>> BEGIN EXTRACTED MATERIAL

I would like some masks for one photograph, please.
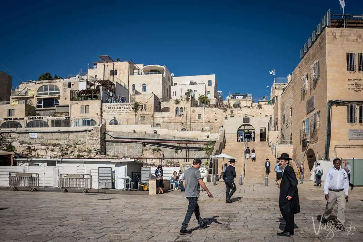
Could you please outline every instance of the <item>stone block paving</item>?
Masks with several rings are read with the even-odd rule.
[[[263,180],[244,183],[236,183],[232,204],[225,203],[224,183],[208,183],[214,198],[202,192],[199,204],[209,226],[200,229],[193,217],[188,227],[193,233],[182,236],[179,232],[187,200],[179,191],[152,196],[0,191],[0,241],[362,241],[363,188],[350,191],[345,225],[347,229],[351,223],[351,230],[339,234],[334,228],[318,230],[317,218],[326,204],[322,188],[311,182],[299,184],[302,212],[295,216],[298,228],[294,235],[282,238],[276,235],[284,222],[274,182],[268,186]]]

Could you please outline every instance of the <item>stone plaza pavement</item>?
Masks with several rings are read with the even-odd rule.
[[[155,196],[82,194],[0,191],[0,241],[95,242],[127,241],[361,241],[363,231],[363,188],[350,191],[346,215],[346,234],[321,229],[317,217],[324,211],[322,187],[311,182],[299,184],[301,212],[295,216],[298,227],[291,237],[276,233],[283,227],[278,208],[278,189],[270,180],[245,180],[226,204],[225,187],[208,183],[214,197],[202,192],[199,200],[209,227],[199,229],[195,217],[191,235],[179,230],[187,205],[184,193],[171,191]]]

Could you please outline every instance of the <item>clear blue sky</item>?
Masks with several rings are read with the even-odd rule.
[[[338,0],[32,2],[0,8],[0,70],[13,85],[44,72],[65,77],[109,55],[176,76],[215,74],[225,98],[268,95],[268,71],[291,73],[323,14],[342,12]],[[346,14],[363,14],[363,1],[345,3]]]

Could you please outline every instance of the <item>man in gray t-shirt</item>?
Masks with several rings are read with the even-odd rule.
[[[200,217],[199,212],[199,206],[198,205],[198,199],[200,194],[200,187],[205,190],[208,196],[213,197],[212,193],[209,191],[205,183],[203,182],[199,168],[201,165],[202,160],[200,158],[196,158],[193,161],[193,166],[189,169],[185,170],[184,172],[183,178],[183,186],[185,188],[185,196],[189,201],[188,206],[188,210],[185,214],[184,221],[183,222],[182,229],[179,234],[180,235],[188,234],[192,233],[192,231],[187,230],[188,224],[189,223],[192,215],[194,212],[195,217],[198,221],[198,224],[201,229],[204,229],[208,223],[204,221]]]

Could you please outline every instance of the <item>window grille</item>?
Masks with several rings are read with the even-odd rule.
[[[355,72],[355,53],[347,53],[347,71],[351,72]]]
[[[363,53],[358,53],[358,71],[363,72]]]
[[[348,124],[355,124],[356,121],[356,104],[348,104],[347,106],[347,122]]]

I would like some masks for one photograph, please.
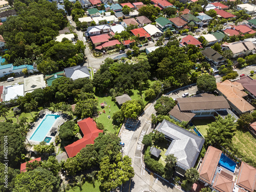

>> END EXTRACTED MATERIAL

• _EXERCISE AIM_:
Reproduce the data above with "outline" substituted by "segment" throughout, changing nothing else, and omit the pictures.

• _RESULT_:
I would like some masks for one photograph, please.
Could you please segment every instance of the <item>stone block paving</item>?
Masks with several rings are read with the even-odd rule.
[[[263,180],[244,183],[236,183],[232,204],[225,203],[224,183],[208,183],[214,198],[202,192],[199,204],[209,226],[200,229],[193,217],[188,227],[193,233],[182,236],[179,232],[187,200],[179,191],[152,196],[0,191],[0,241],[362,241],[363,188],[350,191],[345,225],[347,229],[351,223],[351,230],[339,234],[334,228],[318,230],[317,218],[326,204],[322,188],[311,182],[299,184],[302,212],[295,216],[298,228],[294,235],[282,238],[276,235],[284,222],[274,182],[268,186]]]

Could you please segment every instance of the <item>stone plaza pavement</item>?
Masks with several rings are read with the even-odd rule.
[[[155,196],[82,194],[0,191],[0,241],[95,242],[127,241],[361,241],[363,231],[363,188],[350,191],[346,215],[346,234],[321,229],[317,217],[324,211],[322,187],[311,182],[299,184],[301,212],[295,216],[298,227],[291,237],[276,233],[283,227],[278,208],[278,189],[270,180],[245,180],[226,204],[225,187],[208,183],[214,197],[202,192],[199,200],[209,227],[199,229],[195,217],[191,235],[179,230],[187,205],[184,193],[171,191]]]

Could you please segment every instance of the <item>clear blue sky</item>?
Masks with several rings are read with the even-odd rule.
[[[338,0],[32,2],[0,8],[0,70],[13,85],[44,72],[65,77],[109,55],[176,76],[215,74],[225,98],[268,95],[268,71],[291,73],[323,14],[342,12]],[[346,14],[363,14],[363,1],[345,3]]]

Could you please segment every instance of the <item>man in gray t-shirt</item>?
Masks with several rings are read with the even-odd rule.
[[[200,217],[199,212],[199,206],[198,205],[198,199],[200,194],[200,187],[205,190],[208,196],[213,197],[212,193],[209,191],[205,183],[203,182],[199,168],[201,165],[202,160],[200,158],[196,158],[193,161],[193,166],[189,169],[185,170],[184,172],[183,178],[183,186],[185,188],[185,196],[189,201],[188,206],[188,210],[185,214],[184,221],[183,222],[182,229],[179,234],[180,235],[188,234],[192,233],[192,231],[187,230],[188,224],[189,223],[192,215],[194,212],[195,217],[198,221],[198,224],[201,229],[204,229],[208,223],[204,221]]]

Could you please segment every instance of the <item>window grille</item>?
Masks with several rings are read with the even-odd rule.
[[[355,72],[355,53],[347,53],[347,71],[351,72]]]
[[[363,53],[358,53],[358,71],[363,72]]]
[[[348,124],[355,124],[356,121],[356,104],[348,104],[347,106],[347,122]]]

I would like some masks for one photograph, please.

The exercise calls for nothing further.